— WORK REQUIRED —
Please write what comes next in the passage on appetite regulation and starvation, picking up right after its last sentence.

Short term regulation

It prevents over eating, because nutritional feedback mechanisms take at least an hour before enough quantities of food substances are absorbed into the blood and cause inhibition of eating.

a) Alimentary factors

  1. Gastrointestinal filling: distention of the gastrointestinal tract, especially the stomach and the duodenum, sends inhibitory signals via the vagi to the feeding center.
  2. Hormones: the presence of food in the stomach and the duodenum causes the release of hormones that suppress the feeding center e.g. cholecystokinin, glucagon, insulin, and calcitonin.
  3. Oral factors: chewing, tasting, salivation and swallowing cause weak inhibition of the feeding center, that lasts for 20-40 minutes.

b) Psychological factors: Cultural, environmental factors and past experiences relative to the sight, smell and taste of food affect food intake.

Physiology of starvation

Starvation is the absence of food intake, except for water. It may be partial or complete.

Causes of starvation

  1. Decreased availability of food as in famines and poverty.
  2. Refusal of food intake either due to psychological causes such as anorexia nervosa or voluntary starvation.
  3. Gastrointestinal causes as malabsorption syndrome and cancer esophagus.

Effects of complete starvation

1- Depletion of food stores in the body tissues: An average 70 Kg man has about 0.1 Kg glycogen in his liver, about 0.4 Kg of glycogen in his muscles, and 12 Kg of fat. During starvation, the subject passes through the following phases:

  • During the first day of starvation, the body tissues use carbohydrates for energy. These carbohydrates are derived from glycogen stores in the liver and muscles. They are totally consumed within the first day.
  • After glycogen stores are totally depleted, fat and easily mobilizable proteins are converted by gluconeogenesis into glucose to keep its level at the fasting level.
  • After that fat becomes the only source of energy. Ketone bodies can be utilized by the brain cells to provide about 2/3 of their energy needs.
  • At the end, tissue proteins are rapidly catabolized. When they have been depleted to about one-half their normal level, death occurs.

— DATASET CONTENT —
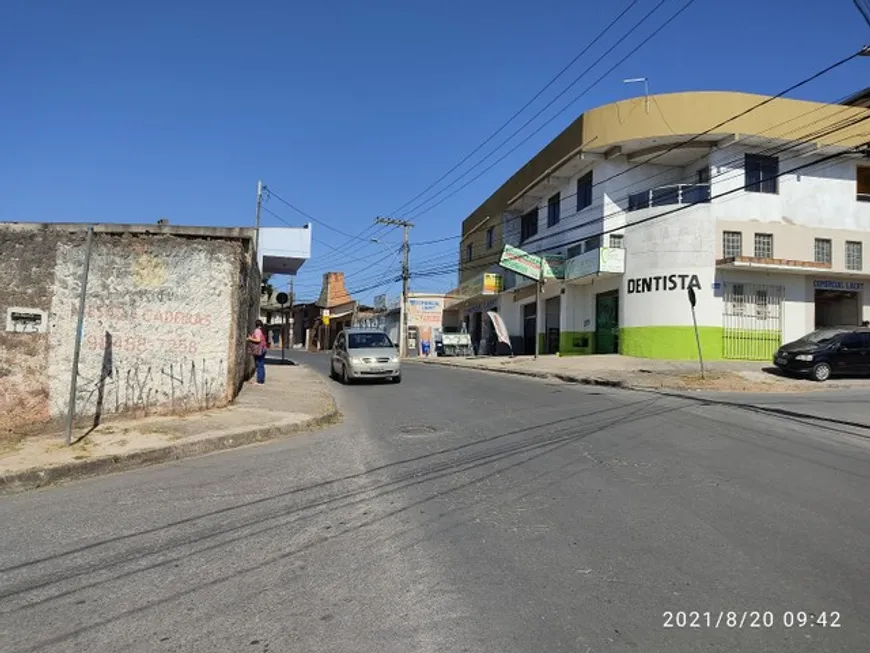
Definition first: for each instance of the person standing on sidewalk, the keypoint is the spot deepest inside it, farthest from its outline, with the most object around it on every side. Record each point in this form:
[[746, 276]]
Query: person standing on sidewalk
[[257, 347]]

— ANSWER BOX —
2- Vitamin deficiency: After a week, mild vitamin deficiencies usually begin especially the water-soluble vitamins (vit B and C). After several weeks, severe deficiencies can occur which add to the debility leading to death.

3- Gradual weight loss: The individual loses about 1 Kg/day for the first 10 days, then, 0.3 Kg /day afterwards. Body organs also decrease in size; the liver, the kidneys, the heart, and the gastrointestinal tract, except for the brain, which is spared.

4- The decreased activity of both endocrine and exocrine glands

5- Decreased basal metabolic rate and body temperature.

6- Depressed cardiovascular functions: bradycardia, decreased cardiac output, lowered arterial blood pressure, and postural hypotension.

7- Depressed mental functions and increased sleeping hours. Psychological disturbances appear in the form of personality changes and the person becomes self-centered.

8- Hunger pains occur but disappear after 2-3 days. Atrophy of the intestine and decreased digestive secretions lead to diarrhea.

9- Blood changes: Blood glucose concentration is kept at the fasting level by gluconeogenesis. Anemia, hypoproteinemia (causes edema), ketosis, starvation lipaemia (due to fat mobilization) and decreased alkali reserve (used to buffer the ketoacids).

10- Urinary changes as Ketonuria.

11- Edema mainly due to due to hypoproteinemia

12- Death usually occurs about 60 days from the start of starvation. The terminal event is intractable diarrhea.